Starting with the line that contains "As a warehouse robot's perception module, locate blue clipboard" and ending with the final line of the data below, print those lines exactly and nothing else.

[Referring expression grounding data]
★ ★ ★ ★ ★

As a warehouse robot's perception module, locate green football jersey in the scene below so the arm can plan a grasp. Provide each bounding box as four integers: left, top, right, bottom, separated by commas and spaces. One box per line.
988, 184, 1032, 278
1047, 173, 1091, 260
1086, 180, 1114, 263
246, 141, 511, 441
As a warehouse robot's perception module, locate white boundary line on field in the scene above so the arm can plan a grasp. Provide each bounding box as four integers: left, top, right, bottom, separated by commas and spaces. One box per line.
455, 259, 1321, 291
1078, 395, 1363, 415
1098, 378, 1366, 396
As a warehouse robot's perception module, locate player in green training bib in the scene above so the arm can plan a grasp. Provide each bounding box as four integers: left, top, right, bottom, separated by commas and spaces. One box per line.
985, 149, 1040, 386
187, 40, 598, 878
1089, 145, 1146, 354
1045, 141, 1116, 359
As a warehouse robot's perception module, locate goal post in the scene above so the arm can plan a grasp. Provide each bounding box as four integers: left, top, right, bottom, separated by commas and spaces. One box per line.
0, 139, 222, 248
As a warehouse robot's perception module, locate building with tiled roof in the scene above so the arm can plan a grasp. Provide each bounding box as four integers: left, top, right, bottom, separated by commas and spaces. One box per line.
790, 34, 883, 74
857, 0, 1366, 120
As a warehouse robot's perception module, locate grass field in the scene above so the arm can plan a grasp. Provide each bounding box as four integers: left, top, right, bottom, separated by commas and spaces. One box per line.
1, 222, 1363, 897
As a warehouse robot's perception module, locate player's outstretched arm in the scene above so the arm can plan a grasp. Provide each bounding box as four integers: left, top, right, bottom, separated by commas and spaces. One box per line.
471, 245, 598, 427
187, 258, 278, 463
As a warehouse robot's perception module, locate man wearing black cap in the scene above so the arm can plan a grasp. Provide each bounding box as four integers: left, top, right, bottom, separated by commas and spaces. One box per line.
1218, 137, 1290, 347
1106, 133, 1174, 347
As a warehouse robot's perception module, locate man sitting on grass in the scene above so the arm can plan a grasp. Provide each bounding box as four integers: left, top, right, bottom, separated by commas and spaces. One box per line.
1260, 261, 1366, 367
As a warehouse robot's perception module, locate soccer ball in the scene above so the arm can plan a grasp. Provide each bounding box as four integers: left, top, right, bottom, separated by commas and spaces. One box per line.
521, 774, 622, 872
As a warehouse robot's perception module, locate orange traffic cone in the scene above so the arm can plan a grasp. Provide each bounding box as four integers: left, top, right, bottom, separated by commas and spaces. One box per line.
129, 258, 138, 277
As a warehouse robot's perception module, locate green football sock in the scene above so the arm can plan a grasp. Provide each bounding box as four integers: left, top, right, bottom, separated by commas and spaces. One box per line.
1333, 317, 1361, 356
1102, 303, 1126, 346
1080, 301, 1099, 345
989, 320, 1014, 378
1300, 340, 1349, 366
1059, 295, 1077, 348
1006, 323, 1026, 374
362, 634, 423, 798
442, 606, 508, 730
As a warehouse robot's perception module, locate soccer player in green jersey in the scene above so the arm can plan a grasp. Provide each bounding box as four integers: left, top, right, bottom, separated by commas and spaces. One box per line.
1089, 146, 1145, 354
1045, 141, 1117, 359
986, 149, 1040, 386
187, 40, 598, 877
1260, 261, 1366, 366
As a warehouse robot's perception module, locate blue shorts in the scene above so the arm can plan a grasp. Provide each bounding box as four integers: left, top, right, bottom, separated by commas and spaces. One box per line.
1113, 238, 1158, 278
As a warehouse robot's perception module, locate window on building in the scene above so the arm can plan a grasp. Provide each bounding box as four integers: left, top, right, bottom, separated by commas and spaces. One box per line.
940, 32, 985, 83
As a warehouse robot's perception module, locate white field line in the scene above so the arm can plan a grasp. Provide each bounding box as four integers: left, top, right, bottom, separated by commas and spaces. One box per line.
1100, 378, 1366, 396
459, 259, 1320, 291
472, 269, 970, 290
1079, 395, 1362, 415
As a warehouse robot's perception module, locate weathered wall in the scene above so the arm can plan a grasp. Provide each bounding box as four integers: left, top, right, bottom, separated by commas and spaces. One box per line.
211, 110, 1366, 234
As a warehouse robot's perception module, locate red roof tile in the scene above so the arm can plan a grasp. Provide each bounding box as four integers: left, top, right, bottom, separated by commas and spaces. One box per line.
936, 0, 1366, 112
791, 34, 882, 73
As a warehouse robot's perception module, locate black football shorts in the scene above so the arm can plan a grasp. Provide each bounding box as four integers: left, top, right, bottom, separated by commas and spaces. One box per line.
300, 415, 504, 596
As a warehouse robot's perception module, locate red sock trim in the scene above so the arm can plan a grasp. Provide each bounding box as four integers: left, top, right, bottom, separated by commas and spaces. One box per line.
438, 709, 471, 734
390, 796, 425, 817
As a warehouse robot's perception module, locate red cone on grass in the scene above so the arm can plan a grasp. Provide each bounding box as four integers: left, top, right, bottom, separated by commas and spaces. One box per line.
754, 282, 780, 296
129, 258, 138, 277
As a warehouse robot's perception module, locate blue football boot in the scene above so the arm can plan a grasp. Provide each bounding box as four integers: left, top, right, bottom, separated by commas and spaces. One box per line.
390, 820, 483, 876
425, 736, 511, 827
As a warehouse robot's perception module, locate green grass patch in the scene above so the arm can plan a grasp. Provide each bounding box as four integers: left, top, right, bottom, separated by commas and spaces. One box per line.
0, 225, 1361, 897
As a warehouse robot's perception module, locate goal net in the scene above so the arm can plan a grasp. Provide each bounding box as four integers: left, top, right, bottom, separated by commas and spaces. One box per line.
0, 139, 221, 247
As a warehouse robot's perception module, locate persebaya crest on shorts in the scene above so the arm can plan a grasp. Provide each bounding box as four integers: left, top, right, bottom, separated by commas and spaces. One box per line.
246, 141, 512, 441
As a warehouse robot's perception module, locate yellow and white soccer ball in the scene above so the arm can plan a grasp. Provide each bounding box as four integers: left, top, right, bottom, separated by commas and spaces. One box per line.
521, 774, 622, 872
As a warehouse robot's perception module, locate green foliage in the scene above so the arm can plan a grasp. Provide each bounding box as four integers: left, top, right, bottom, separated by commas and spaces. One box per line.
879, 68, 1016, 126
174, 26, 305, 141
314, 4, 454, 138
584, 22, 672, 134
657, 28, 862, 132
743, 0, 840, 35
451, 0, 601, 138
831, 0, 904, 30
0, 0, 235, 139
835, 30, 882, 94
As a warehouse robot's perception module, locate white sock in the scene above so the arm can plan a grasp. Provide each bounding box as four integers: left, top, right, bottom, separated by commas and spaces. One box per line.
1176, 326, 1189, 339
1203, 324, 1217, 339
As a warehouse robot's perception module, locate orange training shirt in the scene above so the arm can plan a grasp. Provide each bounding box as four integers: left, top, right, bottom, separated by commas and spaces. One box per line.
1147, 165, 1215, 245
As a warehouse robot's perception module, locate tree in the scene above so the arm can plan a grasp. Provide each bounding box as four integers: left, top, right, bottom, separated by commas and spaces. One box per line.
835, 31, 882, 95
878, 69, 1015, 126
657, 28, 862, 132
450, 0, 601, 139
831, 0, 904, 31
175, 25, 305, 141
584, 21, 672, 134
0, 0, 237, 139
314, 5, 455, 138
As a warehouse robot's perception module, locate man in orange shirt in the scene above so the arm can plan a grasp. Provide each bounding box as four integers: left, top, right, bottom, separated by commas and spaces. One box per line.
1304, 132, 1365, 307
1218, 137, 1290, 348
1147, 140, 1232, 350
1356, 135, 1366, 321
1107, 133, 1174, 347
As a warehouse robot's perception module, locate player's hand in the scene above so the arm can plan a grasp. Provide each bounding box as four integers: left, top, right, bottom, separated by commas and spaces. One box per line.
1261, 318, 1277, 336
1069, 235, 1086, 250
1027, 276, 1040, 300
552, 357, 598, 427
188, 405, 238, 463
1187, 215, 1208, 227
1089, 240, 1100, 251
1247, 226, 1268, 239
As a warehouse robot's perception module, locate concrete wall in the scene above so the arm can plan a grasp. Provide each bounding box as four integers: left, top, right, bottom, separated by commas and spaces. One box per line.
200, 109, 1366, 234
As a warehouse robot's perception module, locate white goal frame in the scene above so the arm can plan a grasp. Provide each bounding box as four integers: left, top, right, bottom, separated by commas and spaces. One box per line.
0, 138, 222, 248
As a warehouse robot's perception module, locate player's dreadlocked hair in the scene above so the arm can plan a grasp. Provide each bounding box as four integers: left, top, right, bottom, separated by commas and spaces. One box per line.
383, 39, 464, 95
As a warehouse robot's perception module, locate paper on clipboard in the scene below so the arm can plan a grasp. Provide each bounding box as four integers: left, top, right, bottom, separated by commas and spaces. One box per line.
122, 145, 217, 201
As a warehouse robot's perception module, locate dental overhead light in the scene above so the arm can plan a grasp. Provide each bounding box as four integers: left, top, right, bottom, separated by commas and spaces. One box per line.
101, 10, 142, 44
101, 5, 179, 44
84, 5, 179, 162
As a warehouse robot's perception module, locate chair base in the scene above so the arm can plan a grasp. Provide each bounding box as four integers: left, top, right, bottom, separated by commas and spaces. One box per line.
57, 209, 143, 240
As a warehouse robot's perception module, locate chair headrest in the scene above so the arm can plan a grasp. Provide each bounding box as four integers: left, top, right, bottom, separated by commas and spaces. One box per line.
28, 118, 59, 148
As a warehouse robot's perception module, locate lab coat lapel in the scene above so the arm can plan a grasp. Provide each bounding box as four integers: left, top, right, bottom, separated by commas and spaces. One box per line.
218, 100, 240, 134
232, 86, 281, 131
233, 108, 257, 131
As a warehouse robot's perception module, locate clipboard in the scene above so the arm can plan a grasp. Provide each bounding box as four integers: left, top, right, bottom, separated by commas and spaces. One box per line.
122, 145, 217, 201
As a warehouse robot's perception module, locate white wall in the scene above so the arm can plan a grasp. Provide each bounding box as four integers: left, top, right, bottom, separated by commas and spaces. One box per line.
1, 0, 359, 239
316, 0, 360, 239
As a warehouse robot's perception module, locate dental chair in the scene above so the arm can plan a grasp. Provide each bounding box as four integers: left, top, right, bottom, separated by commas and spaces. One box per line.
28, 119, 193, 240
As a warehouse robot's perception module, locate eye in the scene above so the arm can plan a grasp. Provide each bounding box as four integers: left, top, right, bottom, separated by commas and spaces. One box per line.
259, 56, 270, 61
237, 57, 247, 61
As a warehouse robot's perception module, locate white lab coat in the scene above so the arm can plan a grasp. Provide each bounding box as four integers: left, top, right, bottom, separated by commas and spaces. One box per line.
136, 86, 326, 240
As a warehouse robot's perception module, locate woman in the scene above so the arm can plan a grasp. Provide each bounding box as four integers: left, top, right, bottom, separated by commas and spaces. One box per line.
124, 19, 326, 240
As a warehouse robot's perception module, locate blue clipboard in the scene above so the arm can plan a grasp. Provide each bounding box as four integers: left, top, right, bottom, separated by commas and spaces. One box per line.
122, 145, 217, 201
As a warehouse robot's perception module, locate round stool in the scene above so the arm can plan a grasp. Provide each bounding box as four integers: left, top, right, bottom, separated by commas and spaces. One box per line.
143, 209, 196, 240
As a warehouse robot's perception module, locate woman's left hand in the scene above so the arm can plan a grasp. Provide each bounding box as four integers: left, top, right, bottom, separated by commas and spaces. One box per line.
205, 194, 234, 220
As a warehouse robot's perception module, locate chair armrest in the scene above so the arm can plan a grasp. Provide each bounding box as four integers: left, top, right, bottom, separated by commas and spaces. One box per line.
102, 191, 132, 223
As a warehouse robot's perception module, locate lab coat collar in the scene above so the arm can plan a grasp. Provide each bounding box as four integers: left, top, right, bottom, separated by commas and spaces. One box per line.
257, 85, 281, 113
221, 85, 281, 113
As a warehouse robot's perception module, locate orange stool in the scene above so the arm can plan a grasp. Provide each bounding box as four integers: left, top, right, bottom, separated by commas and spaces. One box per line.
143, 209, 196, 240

★ ★ ★ ★ ★

#### ANSWER SPACE
As a warehouse robot's perception module, locate blue clipboard in the scene above so the arm can plan a grasp. Provide each bounding box as four integers: left, top, right, bottom, separated by commas and spaces. One box per line.
122, 145, 217, 201
As a warehouse robot's perception module, locate round stool in the scene above so the arm can plan a grasp. Provide each bounding box as four integers: left, top, right, bottom, separated by commas and spaces. One box per line.
143, 209, 196, 240
As a warehouse robot's perception module, locate woman's left hand in the scene above so the arm can plan a grasp. Provide each bounding box as four integers: left, top, right, bottom, separated by commas and spaces. One box per line.
205, 194, 234, 220
As a warehouse robot's perception module, locate chair armrest in the scene above so the arm can plan a grasp. Provide each bounding box as four integers: left, top, right, bottom, separated by commas and spaces. One box per line.
102, 191, 132, 223
As a warehouse robot's perception module, locate lab coat collar in the scene above so the arm can plan a grasp. Provide each bounding box as four integers: left, top, right, bottom, separated by commas and spaces. One box per line.
257, 85, 281, 113
221, 85, 281, 113
As a warehouse robot's perception module, locate orange stool in the scene above so the arm can plan a grasp. Provide each bounding box as four integers: left, top, right, bottom, separated by commas and spaces. One box per line.
143, 209, 196, 240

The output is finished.